* Verilen Metin:
##########
Habertürk
    Takipde Kalın!
      Günlük gelişmeleri takip edebilmek için habertürk uygulamasını indirin
        Sesli Dinle
        0:00 / 0:00

        BİR süredir unutulan tartışma, CHP lideri Kılıçdaroğlu’nun TBMM Genel Kurulu’ndaki bütçe konuşmasında gösterdiği performans sonrası yeniden yükseldi.

        İYİ Parti Genel Başkan Yardımcısı Koray Aydın’ın Habertürk TV’den arkadaşım Mahir Kılıç’a verdiği demeçle daha da hararetlendi.

        Yine İYİ Parti Genel Başkan Yardımcısı Cihan Paçacı’nın arkadaşım Habertürk TV Ankara Temsilcisi Sibel Erdem’e verdiği demeçle bir başka boyuta taşındı.

        Aydın’ın şu sözleri siyasi olarak iyi tasarımlanmıştı ve bir o kadar da önemliydi:

        “Kazanma riski görünen, anket ilmiyle belirlenen bir adayı, İYİ Parti olarak kabul etmiyoruz. Herkes idealist davranmalı, nefis zamanı değil.”

        Özetle anketlerde önde çıkıyor olabilirsin, ama kazanma ihtimalin düşük diyordu.

        Sözün gittiği adres de belliydi.

        Nitekim CHP Sözcüsü Faik Öztrak’a sorulduğunda Kılıçdaroğlu’nun Cumhurbaşkanı adayı ile ilgili sözlerini anımsamakla yetindi, tartışmayı büyütmekten uzak durdu.

        “BEN ADAYIM” DEDİ Mİ?

        Tam yatışmışken, bütçe konuşması sonrası tartışmanın bir anda alevlenmesinin gerisinde yatan neden neydi?

        REKLAM

        Acaba CHP lideri bu süre içinde Millet İttifakı bileşenlerini arayıp, Mersin’deki ceket çıkarmasından yola çıkarak “Adaylığa soyundum” dedi mi?

        İYİ Parti ve CHP’ye sordum böyle bir şey söylenmemiş.

        Hatta Kılıçdaroğlu, Akşener ile görüşmelerinin herhangi bir aşamasında bu konuda tek kelime etmemiş, ketum tutumundan bir tek açık vermemiş.

        Durum böyle ise İYİ Parti’den yükselen bu sesin gerisinde ne yatıyor veya bu tepkinin verilmesine yol açan gerekçeler neler?

        Konuşmalardan çıkardığın kadarıyla Teşkilattan Sorumlu olması dolayısıyla Aydın’ın konuşmasının gerisinde İYİ Parti’nin tabanından gelen tepkiler var.

        TEPKİNİN GERİSİNDE YATANLAR

        Buna da iki şey yol açıyor…

        Birincisi CHP teşkilatlarında Kılıçdaroğlu’nun aday olabileceğine yönelik düşünce gittikçe güçleniyor ve bu da İYİ Parti tabanına efekt yapıyor.
##########
* Kaynaktan Alıntı:
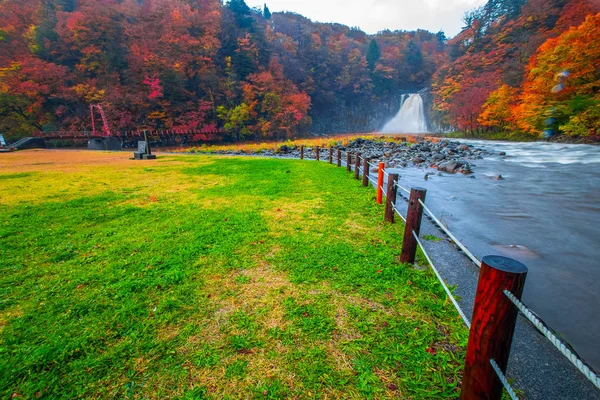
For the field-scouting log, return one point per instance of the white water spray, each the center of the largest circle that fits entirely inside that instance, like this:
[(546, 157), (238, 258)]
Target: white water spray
##########
* Çalışma Soruları:
- 1) Adaylık tartışmasını ele alan yazıda "Nitekim CHP Sözcüsü" sözcüklerini içeren ifadeyle açılıp "bir şey söylenmemiş." ile kapanan bölümü hiçbir değişiklik yapmadan yazın.
- 2) Adaylık tartışmasını ele alan yazıda adı geçen bütün kişileri, yazıda geçtiği biçimiyle sıralayın.

* Ayrıntılı Çözümler:
- 1)
Nitekim CHP Sözcüsü Faik Öztrak’a sorulduğunda Kılıçdaroğlu’nun Cumhurbaşkanı adayı ile ilgili sözlerini anımsamakla yetindi, tartışmayı büyütmekten uzak durdu.

        “BEN ADAYIM” DEDİ Mİ?

        Tam yatışmışken, bütçe konuşması sonrası tartışmanın bir anda alevlenmesinin gerisinde yatan neden neydi?

        REKLAM

        Acaba CHP lideri bu süre içinde Millet İttifakı bileşenlerini arayıp, Mersin’deki ceket çıkarmasından yola çıkarak “Adaylığa soyundum” dedi mi?

        İYİ Parti ve CHP’ye sordum böyle bir şey söylenmemiş.

- 2)
Kılıçdaroğlu
Koray Aydın
Mahir Kılıç
Cihan Paçacı
Sibel Erdem
Faik Öztrak
Akşener